Copy the material below word for word. Begin at the line that contains "Practice step: put one dot on the blue" and stop after the last line of the material.

**Stored data:**
START
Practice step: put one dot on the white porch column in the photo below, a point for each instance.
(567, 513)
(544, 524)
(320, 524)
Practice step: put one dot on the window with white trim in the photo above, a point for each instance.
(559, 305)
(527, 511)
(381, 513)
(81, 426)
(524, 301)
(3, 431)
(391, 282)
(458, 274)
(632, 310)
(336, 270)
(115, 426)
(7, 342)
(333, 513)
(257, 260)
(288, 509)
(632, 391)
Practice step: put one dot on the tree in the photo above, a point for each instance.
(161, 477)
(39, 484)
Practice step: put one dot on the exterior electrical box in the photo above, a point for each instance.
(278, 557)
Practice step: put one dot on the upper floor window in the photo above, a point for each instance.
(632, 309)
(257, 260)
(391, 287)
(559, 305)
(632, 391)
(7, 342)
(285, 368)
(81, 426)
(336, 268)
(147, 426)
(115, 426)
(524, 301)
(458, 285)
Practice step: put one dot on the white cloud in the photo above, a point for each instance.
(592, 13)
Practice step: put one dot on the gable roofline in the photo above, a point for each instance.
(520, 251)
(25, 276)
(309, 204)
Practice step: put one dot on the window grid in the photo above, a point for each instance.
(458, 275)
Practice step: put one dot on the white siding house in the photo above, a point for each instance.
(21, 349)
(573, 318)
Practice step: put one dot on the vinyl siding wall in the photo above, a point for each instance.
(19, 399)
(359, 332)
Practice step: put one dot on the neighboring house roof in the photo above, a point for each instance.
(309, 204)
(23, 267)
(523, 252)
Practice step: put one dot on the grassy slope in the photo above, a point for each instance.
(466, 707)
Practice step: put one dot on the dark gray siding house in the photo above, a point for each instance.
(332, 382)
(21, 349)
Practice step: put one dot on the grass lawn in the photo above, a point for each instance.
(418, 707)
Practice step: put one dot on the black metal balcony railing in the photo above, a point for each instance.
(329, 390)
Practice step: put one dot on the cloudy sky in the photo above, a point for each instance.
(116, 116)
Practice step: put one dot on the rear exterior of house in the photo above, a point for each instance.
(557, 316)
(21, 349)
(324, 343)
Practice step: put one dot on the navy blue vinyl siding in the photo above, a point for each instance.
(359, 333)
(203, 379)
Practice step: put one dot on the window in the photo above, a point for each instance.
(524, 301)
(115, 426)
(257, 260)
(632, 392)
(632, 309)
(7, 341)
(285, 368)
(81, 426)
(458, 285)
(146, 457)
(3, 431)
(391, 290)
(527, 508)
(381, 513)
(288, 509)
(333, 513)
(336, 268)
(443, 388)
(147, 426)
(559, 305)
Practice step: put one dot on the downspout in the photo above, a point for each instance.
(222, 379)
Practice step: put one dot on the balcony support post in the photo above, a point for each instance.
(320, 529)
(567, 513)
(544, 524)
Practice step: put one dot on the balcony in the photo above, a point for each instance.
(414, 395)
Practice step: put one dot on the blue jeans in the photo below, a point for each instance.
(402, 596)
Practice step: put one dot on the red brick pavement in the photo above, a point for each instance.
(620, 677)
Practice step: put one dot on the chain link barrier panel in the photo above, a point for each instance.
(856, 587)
END
**Reply to the exercise:**
Practice step: put one dot on the blue jeans in the photo below, a point for each instance.
(402, 596)
Practice step: put one dot on the red brick pavement in the photo above, a point for each instance.
(620, 677)
Practice step: put one dot on the chain link barrier panel in the photo above, a point for each instance.
(856, 587)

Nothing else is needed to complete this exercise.